>> start

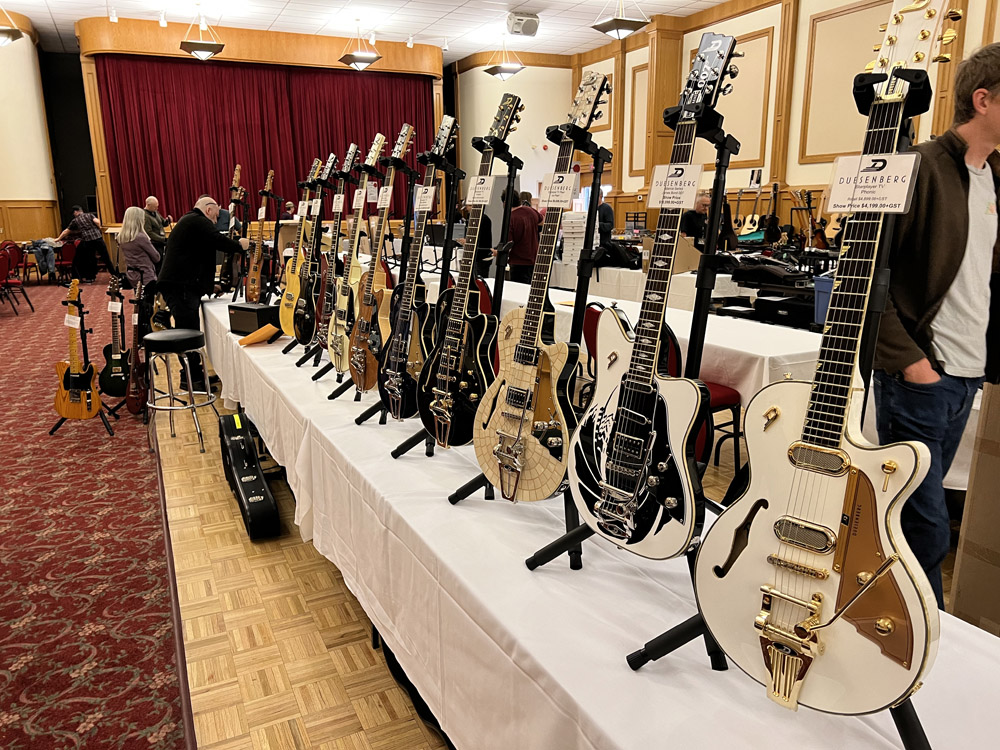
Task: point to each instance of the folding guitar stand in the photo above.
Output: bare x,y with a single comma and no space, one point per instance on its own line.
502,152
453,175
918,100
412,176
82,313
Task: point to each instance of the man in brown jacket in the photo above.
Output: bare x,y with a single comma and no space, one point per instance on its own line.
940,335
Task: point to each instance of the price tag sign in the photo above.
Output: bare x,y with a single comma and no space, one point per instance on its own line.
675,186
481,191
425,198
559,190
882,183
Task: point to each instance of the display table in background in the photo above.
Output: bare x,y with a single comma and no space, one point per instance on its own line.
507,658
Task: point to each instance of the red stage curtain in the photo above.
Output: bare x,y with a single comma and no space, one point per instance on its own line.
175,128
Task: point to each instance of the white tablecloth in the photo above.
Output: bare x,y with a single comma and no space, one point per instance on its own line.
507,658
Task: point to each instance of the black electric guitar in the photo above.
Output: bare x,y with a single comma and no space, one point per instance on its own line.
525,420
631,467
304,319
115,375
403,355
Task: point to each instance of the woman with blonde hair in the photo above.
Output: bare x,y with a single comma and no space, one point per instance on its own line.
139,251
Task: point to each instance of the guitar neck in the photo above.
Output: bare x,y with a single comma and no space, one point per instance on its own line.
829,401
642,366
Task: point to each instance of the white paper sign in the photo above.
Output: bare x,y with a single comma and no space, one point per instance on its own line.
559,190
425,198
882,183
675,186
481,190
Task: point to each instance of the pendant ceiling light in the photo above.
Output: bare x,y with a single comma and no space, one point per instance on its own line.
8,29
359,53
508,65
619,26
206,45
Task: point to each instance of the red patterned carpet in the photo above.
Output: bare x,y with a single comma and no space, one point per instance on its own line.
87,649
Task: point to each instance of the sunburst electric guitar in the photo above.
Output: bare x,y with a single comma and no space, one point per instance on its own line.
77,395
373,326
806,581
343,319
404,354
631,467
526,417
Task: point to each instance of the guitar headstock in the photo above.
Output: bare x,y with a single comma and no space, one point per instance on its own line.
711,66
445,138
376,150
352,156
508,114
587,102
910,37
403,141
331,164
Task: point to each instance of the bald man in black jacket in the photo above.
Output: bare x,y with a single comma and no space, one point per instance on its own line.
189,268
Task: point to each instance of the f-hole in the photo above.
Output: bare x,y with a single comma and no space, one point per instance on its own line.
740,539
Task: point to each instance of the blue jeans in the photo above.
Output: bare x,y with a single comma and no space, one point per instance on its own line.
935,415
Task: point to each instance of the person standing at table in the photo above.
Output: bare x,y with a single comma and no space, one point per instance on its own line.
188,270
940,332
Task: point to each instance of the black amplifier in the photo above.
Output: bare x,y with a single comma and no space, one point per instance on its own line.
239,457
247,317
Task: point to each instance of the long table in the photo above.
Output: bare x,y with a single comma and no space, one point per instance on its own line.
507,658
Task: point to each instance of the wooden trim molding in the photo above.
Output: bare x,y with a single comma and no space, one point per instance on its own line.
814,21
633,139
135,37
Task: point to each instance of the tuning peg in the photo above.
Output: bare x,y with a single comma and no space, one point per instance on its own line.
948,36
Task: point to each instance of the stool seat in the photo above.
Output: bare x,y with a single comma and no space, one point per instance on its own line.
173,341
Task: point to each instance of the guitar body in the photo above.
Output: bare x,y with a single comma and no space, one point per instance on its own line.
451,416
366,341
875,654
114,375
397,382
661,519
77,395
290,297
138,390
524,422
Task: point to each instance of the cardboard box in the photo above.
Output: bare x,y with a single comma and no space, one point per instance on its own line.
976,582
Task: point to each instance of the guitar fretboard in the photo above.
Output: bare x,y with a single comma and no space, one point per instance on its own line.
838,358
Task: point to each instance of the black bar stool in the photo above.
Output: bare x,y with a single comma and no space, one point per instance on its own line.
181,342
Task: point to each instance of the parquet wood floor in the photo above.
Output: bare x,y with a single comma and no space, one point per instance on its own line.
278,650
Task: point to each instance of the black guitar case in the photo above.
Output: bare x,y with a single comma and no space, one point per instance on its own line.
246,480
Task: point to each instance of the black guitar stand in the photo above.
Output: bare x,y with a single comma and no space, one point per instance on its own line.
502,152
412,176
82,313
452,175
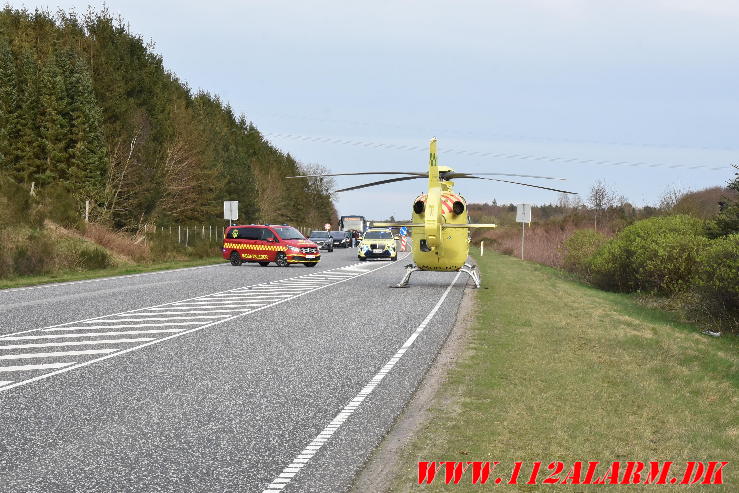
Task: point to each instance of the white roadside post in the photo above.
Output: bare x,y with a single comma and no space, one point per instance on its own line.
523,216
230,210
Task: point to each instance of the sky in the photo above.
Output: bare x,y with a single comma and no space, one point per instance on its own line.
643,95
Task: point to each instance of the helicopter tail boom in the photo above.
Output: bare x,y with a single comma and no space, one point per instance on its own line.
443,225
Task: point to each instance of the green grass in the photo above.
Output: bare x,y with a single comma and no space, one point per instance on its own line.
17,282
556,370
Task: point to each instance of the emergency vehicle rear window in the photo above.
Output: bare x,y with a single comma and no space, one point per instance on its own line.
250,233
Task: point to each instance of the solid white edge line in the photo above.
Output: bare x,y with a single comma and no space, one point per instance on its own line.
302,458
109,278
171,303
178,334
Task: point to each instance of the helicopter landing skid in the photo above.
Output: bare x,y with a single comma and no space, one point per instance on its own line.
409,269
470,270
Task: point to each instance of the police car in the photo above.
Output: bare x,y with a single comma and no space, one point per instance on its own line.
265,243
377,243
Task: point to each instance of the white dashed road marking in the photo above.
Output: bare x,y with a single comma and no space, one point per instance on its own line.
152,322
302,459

>> end
>> start

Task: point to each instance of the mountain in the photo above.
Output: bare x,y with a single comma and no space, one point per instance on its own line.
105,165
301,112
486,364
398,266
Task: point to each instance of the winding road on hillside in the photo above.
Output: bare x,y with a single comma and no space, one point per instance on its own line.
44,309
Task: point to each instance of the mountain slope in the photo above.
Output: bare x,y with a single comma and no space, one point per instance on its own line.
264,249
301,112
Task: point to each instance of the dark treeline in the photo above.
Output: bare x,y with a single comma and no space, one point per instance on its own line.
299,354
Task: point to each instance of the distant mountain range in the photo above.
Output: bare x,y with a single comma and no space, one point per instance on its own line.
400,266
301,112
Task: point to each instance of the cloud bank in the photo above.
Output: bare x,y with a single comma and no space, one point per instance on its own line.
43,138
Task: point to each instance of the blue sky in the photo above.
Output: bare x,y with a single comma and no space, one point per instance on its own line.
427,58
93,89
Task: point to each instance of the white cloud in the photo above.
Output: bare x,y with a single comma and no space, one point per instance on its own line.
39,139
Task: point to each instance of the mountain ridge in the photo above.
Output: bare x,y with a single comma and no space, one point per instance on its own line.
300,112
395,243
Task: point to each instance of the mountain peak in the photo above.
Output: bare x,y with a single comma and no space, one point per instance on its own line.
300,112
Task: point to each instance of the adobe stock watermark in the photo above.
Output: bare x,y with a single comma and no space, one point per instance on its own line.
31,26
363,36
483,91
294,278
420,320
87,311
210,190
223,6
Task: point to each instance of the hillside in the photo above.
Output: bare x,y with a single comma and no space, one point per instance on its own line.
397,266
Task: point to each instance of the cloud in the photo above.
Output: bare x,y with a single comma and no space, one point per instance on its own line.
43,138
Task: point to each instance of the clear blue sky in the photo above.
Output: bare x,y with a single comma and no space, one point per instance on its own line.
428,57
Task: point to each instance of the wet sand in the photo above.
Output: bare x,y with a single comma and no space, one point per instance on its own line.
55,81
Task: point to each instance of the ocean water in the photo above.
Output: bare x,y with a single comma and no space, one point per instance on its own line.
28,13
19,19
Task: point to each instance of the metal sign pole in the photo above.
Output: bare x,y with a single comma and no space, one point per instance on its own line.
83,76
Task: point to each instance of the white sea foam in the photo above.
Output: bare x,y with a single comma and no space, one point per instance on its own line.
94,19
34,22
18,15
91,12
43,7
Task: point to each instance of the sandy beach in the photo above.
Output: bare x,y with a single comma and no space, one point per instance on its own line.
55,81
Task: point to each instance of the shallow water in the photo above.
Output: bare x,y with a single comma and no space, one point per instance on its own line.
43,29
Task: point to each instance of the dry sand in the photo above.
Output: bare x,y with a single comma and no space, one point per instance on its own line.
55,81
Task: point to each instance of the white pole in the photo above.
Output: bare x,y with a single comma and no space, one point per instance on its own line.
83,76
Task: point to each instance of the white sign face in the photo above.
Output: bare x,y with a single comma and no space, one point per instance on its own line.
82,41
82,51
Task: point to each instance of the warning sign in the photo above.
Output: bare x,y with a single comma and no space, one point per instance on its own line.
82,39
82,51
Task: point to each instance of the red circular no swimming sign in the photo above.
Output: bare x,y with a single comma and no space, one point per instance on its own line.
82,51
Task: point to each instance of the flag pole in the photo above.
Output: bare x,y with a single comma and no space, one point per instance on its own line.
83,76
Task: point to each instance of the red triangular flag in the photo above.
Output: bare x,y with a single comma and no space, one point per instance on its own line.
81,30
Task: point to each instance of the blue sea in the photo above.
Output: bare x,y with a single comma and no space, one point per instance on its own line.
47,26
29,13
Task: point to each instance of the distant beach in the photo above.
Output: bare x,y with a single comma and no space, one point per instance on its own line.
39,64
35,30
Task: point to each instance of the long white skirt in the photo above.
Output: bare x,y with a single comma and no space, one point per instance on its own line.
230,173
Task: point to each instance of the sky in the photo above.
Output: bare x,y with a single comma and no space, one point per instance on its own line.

>> end

● **EXERCISE**
List every line in the entries above that contains the word "helicopter".

● **THE SOLUTION**
Task: point to each instance of the helicopter tail boom in the photo above.
Task: point to each instance of the helicopter landing skid in the photo above.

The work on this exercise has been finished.